WHAT THE TASK REQUIRES:
Find every line in the records below that contains the string "target", and copy each of those lines. Case counts.

EXERCISE INPUT:
^^^^^^^^^^^^^^^^

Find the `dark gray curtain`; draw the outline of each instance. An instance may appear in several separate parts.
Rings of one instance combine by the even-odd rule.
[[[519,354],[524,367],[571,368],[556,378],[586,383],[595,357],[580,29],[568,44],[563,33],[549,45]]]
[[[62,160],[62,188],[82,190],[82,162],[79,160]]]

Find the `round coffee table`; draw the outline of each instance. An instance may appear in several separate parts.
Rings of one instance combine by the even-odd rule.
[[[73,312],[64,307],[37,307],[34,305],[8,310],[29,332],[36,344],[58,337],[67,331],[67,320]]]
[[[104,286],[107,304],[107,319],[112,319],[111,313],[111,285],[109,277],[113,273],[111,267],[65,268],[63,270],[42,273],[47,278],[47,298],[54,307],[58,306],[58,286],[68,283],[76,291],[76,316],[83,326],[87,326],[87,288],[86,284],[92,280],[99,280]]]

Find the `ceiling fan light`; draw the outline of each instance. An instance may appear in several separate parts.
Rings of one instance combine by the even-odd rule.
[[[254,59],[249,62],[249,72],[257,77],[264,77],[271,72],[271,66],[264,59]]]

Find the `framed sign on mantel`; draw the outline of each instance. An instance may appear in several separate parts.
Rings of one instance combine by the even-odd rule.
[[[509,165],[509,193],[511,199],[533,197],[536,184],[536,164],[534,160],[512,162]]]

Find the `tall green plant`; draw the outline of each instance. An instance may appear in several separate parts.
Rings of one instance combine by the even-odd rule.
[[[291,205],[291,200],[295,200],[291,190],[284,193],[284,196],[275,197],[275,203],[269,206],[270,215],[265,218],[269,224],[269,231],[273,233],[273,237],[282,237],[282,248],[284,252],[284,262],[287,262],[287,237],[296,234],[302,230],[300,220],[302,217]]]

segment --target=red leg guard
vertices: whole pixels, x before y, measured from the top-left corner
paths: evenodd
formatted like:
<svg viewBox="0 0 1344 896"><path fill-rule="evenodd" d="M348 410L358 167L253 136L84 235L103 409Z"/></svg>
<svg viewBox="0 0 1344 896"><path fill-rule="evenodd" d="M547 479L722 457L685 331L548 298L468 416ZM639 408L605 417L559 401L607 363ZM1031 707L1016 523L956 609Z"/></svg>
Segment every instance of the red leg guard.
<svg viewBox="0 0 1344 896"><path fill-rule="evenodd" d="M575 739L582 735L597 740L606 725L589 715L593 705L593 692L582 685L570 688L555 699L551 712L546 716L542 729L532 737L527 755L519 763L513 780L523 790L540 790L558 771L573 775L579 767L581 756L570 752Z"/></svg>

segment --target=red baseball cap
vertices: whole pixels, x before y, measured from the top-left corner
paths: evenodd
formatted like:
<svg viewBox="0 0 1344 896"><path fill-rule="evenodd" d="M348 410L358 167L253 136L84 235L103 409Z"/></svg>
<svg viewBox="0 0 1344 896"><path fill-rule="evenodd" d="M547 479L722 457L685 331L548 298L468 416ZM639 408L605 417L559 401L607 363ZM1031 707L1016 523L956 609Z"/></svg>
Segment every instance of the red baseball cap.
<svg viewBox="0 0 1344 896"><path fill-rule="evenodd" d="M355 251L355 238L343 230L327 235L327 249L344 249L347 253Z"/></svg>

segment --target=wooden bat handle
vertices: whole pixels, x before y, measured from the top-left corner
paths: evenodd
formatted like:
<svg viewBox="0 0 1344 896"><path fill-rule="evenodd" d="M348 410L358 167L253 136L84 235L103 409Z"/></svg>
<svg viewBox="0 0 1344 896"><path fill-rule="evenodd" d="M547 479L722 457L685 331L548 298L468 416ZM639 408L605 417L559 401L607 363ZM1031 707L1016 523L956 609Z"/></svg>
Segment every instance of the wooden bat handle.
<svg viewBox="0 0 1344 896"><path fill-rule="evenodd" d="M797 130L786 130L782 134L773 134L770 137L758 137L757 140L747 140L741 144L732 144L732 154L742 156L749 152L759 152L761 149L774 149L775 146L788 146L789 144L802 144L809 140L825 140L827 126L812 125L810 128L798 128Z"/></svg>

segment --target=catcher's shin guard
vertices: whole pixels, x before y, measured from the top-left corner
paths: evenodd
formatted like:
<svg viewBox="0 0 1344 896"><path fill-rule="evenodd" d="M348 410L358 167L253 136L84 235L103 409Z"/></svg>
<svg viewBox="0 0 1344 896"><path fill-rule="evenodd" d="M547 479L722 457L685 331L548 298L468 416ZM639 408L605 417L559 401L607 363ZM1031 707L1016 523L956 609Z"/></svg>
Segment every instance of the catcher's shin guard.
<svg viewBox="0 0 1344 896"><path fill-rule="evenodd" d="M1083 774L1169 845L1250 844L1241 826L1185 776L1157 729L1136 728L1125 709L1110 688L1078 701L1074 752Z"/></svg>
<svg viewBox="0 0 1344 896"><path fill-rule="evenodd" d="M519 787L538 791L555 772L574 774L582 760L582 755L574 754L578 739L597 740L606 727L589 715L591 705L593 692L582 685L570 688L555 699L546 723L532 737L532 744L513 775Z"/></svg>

^^^^^^^^^^^^^^^^

RESULT OF THIS EXERCISE:
segment --target=red leg guard
segment --target=red baseball cap
segment --target=wooden bat handle
segment --target=catcher's shin guard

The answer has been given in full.